**What you will do:**
Rescale the entries from the line that contains "Note to the class: find the small" through the end of the entries. Write those lines out again with every coordinate in the answers multiplied by 2.55 and rounded to a whole number (halves round up), keep all other text as it is, and leave out the pictures.

[START OF Entries]

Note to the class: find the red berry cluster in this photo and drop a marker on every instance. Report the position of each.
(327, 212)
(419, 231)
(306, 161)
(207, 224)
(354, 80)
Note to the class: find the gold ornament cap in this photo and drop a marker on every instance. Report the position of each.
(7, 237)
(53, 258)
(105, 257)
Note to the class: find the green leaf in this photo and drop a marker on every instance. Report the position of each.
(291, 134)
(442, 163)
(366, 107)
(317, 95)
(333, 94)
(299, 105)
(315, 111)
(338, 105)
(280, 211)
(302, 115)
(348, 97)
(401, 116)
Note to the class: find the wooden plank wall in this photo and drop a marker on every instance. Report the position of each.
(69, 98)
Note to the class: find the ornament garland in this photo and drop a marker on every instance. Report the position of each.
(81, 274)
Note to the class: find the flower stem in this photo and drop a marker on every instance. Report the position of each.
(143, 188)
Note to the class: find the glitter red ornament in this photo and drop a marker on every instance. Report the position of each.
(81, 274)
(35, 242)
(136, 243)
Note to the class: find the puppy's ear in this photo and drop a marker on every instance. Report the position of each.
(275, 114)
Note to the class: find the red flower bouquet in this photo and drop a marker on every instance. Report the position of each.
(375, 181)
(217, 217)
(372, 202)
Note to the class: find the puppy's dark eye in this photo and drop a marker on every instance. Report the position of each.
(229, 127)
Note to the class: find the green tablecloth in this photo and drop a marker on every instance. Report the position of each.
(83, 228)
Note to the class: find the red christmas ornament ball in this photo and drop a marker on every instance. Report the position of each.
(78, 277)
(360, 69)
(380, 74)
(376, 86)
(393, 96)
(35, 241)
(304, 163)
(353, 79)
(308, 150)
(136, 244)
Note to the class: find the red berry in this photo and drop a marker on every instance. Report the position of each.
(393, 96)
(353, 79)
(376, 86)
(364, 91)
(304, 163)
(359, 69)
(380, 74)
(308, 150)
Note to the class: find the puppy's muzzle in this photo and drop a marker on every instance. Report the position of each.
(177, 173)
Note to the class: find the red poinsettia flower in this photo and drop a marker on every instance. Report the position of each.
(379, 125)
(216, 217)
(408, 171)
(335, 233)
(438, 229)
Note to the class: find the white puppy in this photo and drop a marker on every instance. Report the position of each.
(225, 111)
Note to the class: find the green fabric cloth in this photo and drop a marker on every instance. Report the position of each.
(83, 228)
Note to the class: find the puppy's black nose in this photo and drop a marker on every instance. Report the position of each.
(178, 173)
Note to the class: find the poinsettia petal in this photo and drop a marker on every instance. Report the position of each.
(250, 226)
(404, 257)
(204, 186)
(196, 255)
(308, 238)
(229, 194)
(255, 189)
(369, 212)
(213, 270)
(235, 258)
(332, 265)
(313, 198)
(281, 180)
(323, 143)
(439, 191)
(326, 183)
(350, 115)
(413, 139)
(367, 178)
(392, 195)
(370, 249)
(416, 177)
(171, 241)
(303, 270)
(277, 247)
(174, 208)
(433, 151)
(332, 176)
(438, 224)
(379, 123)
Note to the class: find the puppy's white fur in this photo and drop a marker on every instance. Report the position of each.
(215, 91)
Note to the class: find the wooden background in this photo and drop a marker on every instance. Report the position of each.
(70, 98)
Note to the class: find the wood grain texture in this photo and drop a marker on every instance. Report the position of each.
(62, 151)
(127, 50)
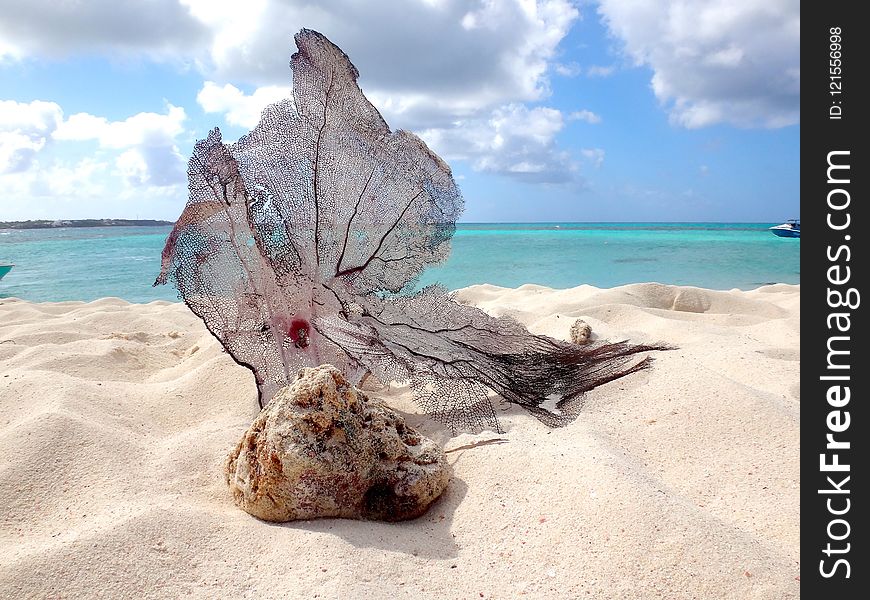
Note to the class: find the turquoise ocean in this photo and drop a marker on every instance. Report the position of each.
(90, 263)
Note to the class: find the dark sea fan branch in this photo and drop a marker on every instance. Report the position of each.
(299, 242)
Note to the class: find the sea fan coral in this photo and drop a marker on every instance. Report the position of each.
(301, 242)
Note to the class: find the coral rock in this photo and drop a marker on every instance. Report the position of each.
(580, 332)
(321, 448)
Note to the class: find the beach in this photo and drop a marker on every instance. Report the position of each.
(681, 481)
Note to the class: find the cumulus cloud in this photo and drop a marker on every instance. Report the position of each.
(25, 128)
(571, 69)
(600, 70)
(716, 61)
(433, 65)
(48, 27)
(151, 155)
(514, 140)
(440, 61)
(240, 108)
(585, 115)
(593, 155)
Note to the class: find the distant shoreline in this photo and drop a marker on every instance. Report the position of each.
(57, 224)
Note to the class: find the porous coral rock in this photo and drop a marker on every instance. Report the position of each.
(321, 448)
(580, 332)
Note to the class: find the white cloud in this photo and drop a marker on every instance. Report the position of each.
(136, 169)
(585, 115)
(513, 140)
(25, 128)
(429, 63)
(571, 69)
(48, 27)
(593, 155)
(600, 71)
(151, 155)
(239, 108)
(715, 61)
(434, 65)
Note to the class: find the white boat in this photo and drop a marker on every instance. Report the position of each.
(791, 228)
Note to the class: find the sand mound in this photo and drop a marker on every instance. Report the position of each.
(679, 482)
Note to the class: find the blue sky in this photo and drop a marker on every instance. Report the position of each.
(617, 110)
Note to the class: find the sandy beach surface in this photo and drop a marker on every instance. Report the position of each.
(677, 482)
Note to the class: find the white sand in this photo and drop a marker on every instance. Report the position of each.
(678, 482)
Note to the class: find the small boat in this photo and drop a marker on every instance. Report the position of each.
(791, 228)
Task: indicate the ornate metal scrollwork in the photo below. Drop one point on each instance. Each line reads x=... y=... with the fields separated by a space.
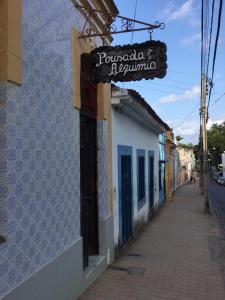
x=112 y=24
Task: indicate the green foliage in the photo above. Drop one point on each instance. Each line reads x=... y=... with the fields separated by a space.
x=216 y=142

[END OF Entries]

**Solution:**
Note to the class: find the small boat in this photo and drop a marker on every instance. Report the position of each.
(2017, 581)
Task: indicate the ornate metal scrollwork in the photo below. Drop one point on each instance. Each line reads x=... y=... with the fields separated by a space.
x=286 y=61
Task: indicate the green foliage in the photo above. Drop one point on each instance. Each line reads x=... y=... with the fields separated by a space.
x=551 y=362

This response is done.